21-184521-1845
ORDINANCE NO.
AN ORDINANCE OF THE CITY OF DENTON, A TEXAS HOME -RULE MUNICIPAL
CORPORATION, AUTHORIZING THE CITY MANAGER TO EXECUTE AN
INTERLOCAL COOPERATIVE PURCHASING AGREEMENT WITH THE CITY OF
EVERETT, UNDER THE TEXAS GOVERNMENT CODE, SECTION 791.001, TO
AUTHORIZE THE CITY OF EVERETT AND CITY OF DENTON TO UTILIZE EACH
ENTITIES SOLICITED CONTRACTS FOR THE PURCHASE OF VARIOUS GOODS AND
SERVICES; AUTHORIZING THE EXPENDITURE OF FUNDS THEREFOR; AND
DECLARING AN EFFECTIVE DATE (FILE 7787 - AWARD AN INTERLOCAL
COOPERATIVE PURCHASING AGREEMENT WITH THE CITY OF EVERETT).

● List of tasks:
• 1. For each statement about the ordinance heading, say yes or no and quote the words that decide it. (a) The agreement is made under the Texas Government Code, Section 791.001. (b) The ordinance authorizes the mayor to execute the agreement. (c) The heading gives the file number as 7787.
• 2. Reproduce the ordinance heading between "AN ORDINANCE OF" and "CITY OF EVERETT).", inclusive.
• 3. Using the ordinance heading, answer each question.
(a) How does the heading describe the City of Denton?
(b) With which city is the agreement made?
(c) What do the two cities' solicited contracts cover?

● Record extracts:
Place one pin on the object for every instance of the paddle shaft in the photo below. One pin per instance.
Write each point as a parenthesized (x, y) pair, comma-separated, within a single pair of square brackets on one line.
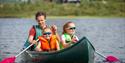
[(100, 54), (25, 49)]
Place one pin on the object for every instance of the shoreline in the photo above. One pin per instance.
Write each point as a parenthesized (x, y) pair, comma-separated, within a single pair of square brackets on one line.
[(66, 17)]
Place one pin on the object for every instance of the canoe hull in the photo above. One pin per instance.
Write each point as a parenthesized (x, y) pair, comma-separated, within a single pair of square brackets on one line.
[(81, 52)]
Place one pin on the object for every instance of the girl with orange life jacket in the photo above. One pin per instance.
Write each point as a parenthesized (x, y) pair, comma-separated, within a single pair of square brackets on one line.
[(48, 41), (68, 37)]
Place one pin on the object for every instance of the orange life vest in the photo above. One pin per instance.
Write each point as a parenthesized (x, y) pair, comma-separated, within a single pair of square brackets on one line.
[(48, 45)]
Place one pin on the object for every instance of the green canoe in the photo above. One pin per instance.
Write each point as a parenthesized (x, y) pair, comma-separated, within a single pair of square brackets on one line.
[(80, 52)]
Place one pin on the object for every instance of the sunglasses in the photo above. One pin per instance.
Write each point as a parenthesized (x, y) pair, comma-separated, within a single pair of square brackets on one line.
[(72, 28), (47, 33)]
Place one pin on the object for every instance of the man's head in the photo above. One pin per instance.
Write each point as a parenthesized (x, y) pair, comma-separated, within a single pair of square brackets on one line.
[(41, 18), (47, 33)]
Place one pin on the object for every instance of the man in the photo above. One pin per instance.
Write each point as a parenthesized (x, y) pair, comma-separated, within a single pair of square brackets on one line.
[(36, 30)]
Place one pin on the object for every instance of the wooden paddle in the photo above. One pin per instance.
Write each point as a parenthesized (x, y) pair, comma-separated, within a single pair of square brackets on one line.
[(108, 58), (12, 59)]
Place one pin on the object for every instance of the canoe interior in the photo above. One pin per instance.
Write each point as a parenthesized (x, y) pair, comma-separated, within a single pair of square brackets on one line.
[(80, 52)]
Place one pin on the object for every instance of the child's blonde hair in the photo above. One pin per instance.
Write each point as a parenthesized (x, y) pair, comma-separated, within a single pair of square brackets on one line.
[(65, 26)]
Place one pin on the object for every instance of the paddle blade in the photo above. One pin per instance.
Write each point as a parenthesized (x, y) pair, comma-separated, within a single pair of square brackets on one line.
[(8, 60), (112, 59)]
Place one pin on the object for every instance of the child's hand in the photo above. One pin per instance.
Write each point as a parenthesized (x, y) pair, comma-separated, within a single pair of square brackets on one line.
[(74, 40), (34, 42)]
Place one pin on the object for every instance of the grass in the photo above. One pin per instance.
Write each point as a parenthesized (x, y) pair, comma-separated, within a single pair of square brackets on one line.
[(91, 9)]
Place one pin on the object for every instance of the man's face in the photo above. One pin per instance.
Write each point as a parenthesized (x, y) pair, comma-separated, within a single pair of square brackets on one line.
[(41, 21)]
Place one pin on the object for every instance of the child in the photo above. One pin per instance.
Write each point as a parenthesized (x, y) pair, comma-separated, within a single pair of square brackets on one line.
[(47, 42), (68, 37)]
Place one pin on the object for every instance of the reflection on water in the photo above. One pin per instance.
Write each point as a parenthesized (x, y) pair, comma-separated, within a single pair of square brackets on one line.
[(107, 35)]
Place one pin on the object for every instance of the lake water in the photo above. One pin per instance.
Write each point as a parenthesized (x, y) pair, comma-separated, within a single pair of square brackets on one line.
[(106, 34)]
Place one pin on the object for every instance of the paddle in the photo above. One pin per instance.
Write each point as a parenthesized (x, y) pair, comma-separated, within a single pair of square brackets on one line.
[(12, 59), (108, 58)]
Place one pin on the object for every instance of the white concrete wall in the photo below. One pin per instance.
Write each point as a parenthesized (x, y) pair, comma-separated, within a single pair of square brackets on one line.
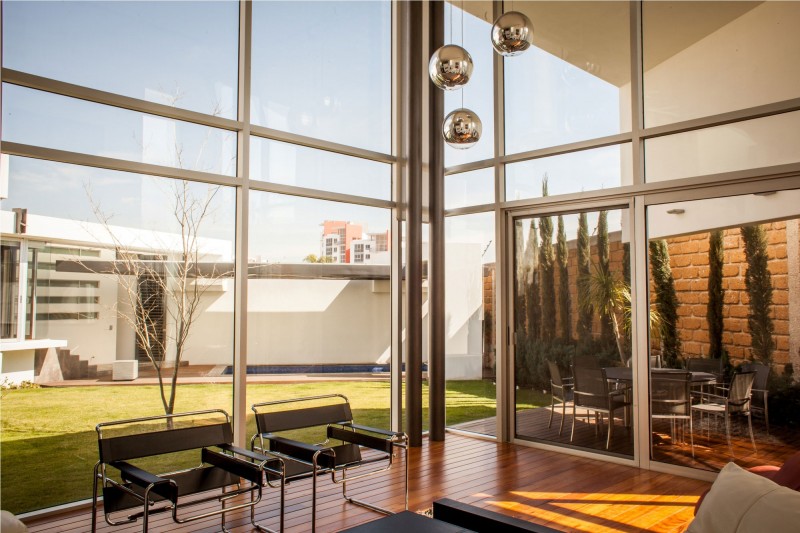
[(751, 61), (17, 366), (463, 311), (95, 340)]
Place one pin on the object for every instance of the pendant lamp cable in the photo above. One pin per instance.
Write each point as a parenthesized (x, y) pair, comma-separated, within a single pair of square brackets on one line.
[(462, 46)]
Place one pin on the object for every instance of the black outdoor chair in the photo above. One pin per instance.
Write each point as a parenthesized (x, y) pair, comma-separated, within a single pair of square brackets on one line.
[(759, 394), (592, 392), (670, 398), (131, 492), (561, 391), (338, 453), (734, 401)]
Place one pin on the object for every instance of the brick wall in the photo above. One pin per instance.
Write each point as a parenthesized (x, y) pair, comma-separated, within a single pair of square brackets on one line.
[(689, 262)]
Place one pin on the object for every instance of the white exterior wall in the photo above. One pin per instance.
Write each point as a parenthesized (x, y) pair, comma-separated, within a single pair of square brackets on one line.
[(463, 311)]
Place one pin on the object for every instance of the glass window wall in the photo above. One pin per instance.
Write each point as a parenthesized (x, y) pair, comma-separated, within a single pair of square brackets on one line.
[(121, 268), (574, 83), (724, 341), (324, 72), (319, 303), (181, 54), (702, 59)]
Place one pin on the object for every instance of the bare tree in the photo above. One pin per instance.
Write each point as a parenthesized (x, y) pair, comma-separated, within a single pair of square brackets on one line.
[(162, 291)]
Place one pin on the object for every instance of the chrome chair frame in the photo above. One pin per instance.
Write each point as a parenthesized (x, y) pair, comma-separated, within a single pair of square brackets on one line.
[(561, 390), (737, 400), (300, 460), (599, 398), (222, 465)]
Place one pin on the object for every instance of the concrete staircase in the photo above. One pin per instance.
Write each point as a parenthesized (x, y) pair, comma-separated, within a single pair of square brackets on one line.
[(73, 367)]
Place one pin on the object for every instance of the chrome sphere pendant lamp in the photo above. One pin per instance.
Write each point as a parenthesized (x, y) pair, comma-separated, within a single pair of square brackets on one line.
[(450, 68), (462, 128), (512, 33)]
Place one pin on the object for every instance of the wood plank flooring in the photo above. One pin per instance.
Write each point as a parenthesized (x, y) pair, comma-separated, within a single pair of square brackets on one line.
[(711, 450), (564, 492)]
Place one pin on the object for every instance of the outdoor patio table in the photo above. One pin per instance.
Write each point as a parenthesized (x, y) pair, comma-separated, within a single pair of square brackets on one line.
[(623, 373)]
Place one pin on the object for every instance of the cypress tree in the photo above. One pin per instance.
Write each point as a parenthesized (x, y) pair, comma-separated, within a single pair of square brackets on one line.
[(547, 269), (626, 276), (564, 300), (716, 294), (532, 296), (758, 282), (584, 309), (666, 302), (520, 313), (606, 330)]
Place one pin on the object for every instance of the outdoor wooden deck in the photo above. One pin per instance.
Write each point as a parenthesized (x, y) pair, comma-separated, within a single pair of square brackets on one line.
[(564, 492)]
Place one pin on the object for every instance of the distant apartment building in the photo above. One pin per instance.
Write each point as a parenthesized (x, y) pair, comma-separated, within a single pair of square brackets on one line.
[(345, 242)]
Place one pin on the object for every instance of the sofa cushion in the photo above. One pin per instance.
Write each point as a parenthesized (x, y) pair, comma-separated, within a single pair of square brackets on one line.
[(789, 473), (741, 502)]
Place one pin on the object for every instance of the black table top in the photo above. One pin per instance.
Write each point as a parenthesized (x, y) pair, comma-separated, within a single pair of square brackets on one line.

...

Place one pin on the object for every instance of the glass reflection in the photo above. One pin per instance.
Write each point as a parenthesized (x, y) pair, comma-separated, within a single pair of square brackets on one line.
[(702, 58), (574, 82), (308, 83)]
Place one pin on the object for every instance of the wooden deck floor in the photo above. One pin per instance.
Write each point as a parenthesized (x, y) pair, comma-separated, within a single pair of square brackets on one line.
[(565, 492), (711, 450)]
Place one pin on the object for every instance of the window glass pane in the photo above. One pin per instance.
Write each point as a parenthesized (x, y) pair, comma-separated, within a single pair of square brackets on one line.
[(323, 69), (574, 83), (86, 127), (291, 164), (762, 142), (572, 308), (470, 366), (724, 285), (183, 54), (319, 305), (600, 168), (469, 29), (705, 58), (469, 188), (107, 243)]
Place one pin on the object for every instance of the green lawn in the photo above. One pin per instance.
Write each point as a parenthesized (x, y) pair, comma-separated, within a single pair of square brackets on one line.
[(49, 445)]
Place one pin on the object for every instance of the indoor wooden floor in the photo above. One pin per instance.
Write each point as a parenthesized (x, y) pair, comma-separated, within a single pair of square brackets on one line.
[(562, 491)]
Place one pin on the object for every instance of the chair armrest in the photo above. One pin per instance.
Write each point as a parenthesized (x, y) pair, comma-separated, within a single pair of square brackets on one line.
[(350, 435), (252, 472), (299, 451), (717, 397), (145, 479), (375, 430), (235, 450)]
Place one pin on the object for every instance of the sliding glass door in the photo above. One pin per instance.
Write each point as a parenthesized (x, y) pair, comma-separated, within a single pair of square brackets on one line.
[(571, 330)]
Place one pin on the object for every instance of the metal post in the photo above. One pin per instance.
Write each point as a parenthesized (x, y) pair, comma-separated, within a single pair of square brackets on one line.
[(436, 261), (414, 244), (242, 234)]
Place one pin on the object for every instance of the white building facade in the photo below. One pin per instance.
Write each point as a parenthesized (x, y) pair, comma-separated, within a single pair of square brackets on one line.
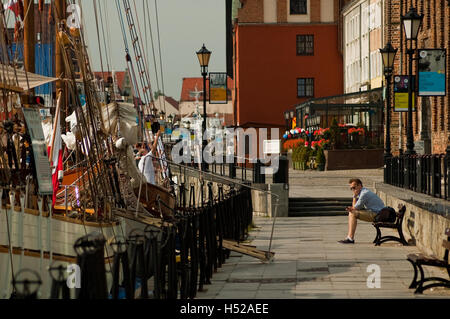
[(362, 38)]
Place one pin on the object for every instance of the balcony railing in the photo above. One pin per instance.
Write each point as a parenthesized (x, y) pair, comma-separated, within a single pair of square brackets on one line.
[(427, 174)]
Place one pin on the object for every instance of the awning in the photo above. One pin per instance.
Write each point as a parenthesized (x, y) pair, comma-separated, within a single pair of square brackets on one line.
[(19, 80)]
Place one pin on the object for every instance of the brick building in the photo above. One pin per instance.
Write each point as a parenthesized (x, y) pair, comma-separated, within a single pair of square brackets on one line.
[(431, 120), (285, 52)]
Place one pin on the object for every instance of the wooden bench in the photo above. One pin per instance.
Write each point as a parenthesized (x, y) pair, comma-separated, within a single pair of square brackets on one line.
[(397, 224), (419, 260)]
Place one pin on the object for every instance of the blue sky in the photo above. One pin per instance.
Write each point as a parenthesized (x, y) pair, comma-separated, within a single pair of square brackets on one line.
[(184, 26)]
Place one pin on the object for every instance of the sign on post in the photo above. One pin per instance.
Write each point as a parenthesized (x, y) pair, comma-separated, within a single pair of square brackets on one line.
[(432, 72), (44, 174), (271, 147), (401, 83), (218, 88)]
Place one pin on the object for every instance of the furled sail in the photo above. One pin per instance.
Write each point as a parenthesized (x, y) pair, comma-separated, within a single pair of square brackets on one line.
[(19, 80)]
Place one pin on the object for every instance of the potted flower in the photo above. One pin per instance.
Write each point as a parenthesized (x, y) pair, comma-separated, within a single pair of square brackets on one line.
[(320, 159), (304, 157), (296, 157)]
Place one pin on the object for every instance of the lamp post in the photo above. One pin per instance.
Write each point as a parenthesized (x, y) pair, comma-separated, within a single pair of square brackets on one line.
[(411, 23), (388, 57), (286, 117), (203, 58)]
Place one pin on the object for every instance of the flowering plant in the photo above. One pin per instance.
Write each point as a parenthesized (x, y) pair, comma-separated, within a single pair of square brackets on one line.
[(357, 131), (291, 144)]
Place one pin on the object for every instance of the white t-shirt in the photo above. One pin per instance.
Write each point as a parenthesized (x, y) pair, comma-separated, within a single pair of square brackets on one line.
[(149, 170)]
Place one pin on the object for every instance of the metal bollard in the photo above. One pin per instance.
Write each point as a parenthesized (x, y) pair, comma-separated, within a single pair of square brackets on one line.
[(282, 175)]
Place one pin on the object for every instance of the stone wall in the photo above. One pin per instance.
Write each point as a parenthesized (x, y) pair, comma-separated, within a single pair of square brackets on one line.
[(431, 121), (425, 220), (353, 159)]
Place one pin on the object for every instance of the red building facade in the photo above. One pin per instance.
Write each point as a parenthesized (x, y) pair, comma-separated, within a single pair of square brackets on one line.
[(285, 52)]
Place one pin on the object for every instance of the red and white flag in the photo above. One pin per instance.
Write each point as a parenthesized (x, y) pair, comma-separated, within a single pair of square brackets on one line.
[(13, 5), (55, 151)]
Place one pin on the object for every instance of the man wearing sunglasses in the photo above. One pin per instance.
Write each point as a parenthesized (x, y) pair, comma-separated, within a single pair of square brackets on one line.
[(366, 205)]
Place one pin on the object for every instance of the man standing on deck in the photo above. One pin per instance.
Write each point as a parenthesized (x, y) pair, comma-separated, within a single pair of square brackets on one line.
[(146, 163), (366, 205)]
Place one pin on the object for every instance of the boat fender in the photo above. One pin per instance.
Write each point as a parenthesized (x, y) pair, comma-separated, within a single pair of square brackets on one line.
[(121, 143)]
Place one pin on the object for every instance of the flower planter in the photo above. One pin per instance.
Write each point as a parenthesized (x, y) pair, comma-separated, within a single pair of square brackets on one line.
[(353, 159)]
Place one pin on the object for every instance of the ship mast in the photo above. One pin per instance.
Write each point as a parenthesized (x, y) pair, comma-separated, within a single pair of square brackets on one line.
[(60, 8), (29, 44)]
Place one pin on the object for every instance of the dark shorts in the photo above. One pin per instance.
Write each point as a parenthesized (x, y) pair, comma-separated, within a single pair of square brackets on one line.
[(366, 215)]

● Responses:
• 1.
(a) Yes: "UNDER THE TEXAS GOVERNMENT CODE, SECTION 791.001"
(b) No: "AUTHORIZING THE CITY MANAGER TO EXECUTE AN"
(c) Yes: "(FILE 7787 - AWARD AN INTERLOCAL"

• 2.
AN ORDINANCE OF THE CITY OF DENTON, A TEXAS HOME -RULE MUNICIPAL
CORPORATION, AUTHORIZING THE CITY MANAGER TO EXECUTE AN
INTERLOCAL COOPERATIVE PURCHASING AGREEMENT WITH THE CITY OF
EVERETT, UNDER THE TEXAS GOVERNMENT CODE, SECTION 791.001, TO
AUTHORIZE THE CITY OF EVERETT AND CITY OF DENTON TO UTILIZE EACH
ENTITIES SOLICITED CONTRACTS FOR THE PURCHASE OF VARIOUS GOODS AND
SERVICES; AUTHORIZING THE EXPENDITURE OF FUNDS THEREFOR; AND
DECLARING AN EFFECTIVE DATE (FILE 7787 - AWARD AN INTERLOCAL
COOPERATIVE PURCHASING AGREEMENT WITH THE CITY OF EVERETT).

• 3.
(a) As a Texas home-rule municipal corporation.
(b) The City of Everett.
(c) The purchase of various goods and services.